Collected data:
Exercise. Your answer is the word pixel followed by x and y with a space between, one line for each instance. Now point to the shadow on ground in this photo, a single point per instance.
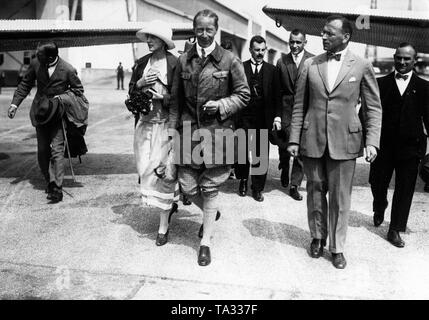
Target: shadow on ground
pixel 145 221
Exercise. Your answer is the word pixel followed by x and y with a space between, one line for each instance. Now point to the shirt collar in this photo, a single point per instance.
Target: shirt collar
pixel 409 74
pixel 298 56
pixel 53 64
pixel 342 52
pixel 207 50
pixel 255 63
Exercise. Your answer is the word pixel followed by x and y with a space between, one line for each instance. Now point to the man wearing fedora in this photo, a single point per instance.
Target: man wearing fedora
pixel 54 76
pixel 290 67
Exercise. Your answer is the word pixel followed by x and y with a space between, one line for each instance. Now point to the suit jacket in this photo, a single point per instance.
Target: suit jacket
pixel 288 76
pixel 408 140
pixel 271 90
pixel 322 119
pixel 64 78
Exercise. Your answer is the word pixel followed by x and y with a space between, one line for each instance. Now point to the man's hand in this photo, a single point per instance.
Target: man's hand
pixel 12 111
pixel 293 149
pixel 370 153
pixel 148 80
pixel 211 107
pixel 277 125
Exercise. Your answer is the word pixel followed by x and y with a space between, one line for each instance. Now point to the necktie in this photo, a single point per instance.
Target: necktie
pixel 401 76
pixel 203 56
pixel 295 59
pixel 336 56
pixel 256 67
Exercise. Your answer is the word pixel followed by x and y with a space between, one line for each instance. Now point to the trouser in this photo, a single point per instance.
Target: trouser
pixel 50 152
pixel 297 169
pixel 242 170
pixel 381 172
pixel 121 81
pixel 336 176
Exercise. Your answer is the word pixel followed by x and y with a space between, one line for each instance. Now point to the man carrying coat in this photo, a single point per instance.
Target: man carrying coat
pixel 290 67
pixel 54 77
pixel 405 102
pixel 326 129
pixel 264 106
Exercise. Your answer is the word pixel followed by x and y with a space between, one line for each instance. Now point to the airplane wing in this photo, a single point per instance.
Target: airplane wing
pixel 17 35
pixel 374 27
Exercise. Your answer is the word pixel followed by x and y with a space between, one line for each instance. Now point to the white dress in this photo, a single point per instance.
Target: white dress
pixel 151 147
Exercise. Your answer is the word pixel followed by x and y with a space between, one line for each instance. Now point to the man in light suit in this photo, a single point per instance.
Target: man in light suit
pixel 405 102
pixel 290 67
pixel 54 76
pixel 326 129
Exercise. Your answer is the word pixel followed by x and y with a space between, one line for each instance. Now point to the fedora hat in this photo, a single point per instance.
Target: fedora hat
pixel 158 29
pixel 48 110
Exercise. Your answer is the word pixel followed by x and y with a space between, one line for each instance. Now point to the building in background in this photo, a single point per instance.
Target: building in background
pixel 98 62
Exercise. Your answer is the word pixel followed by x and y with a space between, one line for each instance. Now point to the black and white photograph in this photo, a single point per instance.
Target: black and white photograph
pixel 214 154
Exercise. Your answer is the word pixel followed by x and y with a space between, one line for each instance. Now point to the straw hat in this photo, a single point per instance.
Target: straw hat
pixel 158 29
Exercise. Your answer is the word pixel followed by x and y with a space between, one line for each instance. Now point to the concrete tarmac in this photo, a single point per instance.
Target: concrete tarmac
pixel 99 242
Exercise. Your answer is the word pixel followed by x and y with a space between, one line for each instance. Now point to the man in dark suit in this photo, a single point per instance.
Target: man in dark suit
pixel 264 106
pixel 120 76
pixel 405 103
pixel 290 67
pixel 54 76
pixel 326 129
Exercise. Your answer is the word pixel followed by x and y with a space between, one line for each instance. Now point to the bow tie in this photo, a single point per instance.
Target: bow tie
pixel 336 56
pixel 401 76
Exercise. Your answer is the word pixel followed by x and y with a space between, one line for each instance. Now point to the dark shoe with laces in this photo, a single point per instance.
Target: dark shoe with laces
pixel 284 178
pixel 201 231
pixel 339 261
pixel 258 196
pixel 378 218
pixel 161 238
pixel 56 195
pixel 394 238
pixel 316 248
pixel 173 209
pixel 204 257
pixel 242 189
pixel 186 201
pixel 294 193
pixel 49 189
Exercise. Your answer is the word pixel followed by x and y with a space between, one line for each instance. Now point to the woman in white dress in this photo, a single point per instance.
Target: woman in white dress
pixel 153 74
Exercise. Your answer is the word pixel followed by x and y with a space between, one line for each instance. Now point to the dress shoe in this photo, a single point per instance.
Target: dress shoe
pixel 294 193
pixel 50 187
pixel 173 209
pixel 161 238
pixel 378 218
pixel 339 261
pixel 316 247
pixel 258 196
pixel 394 238
pixel 204 258
pixel 186 201
pixel 242 189
pixel 201 231
pixel 284 178
pixel 56 195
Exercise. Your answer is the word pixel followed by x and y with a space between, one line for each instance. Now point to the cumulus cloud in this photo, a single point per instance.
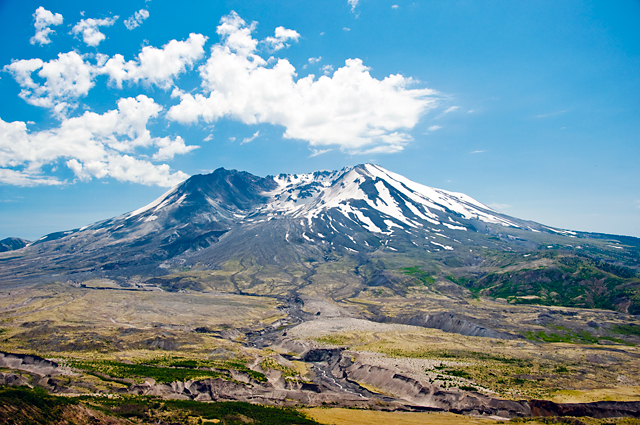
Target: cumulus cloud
pixel 316 152
pixel 157 66
pixel 89 29
pixel 136 19
pixel 63 81
pixel 170 148
pixel 91 146
pixel 43 20
pixel 250 139
pixel 282 35
pixel 350 109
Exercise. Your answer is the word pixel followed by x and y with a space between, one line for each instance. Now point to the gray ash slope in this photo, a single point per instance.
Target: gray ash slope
pixel 363 212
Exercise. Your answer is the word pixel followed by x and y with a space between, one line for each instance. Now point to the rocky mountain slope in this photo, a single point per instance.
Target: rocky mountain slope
pixel 364 217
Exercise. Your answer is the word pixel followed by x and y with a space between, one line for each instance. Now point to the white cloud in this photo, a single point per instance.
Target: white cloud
pixel 25 179
pixel 169 148
pixel 316 152
pixel 381 149
pixel 44 19
pixel 250 139
pixel 136 19
pixel 92 146
pixel 282 35
pixel 89 29
pixel 157 66
pixel 552 114
pixel 65 79
pixel 350 109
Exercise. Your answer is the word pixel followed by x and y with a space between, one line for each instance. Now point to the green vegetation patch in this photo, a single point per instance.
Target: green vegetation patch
pixel 35 406
pixel 168 369
pixel 627 329
pixel 569 337
pixel 138 372
pixel 19 405
pixel 419 274
pixel 270 363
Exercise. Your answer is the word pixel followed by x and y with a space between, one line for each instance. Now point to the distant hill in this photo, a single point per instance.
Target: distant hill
pixel 9 244
pixel 385 231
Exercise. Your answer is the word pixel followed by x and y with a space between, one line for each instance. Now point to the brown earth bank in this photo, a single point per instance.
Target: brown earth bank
pixel 337 387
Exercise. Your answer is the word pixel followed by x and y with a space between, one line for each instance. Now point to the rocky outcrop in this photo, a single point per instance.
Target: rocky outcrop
pixel 13 380
pixel 447 322
pixel 598 409
pixel 217 389
pixel 28 363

Job: Rescale the Collected data from its first line up to and including the line with "pixel 145 221". Write those lines out again, requests included, and multiply each pixel coordinate in the answers (not any number in the requests) by 2.25, rounding to whole numbers with halves going up and leaving the pictures out.

Response for this exercise:
Exercise. Your answer is the word pixel followed by x and y with a space between, one line for each instance. Now point to the shadow on ground in this photo, a single point per instance.
Target: shadow on ground
pixel 326 497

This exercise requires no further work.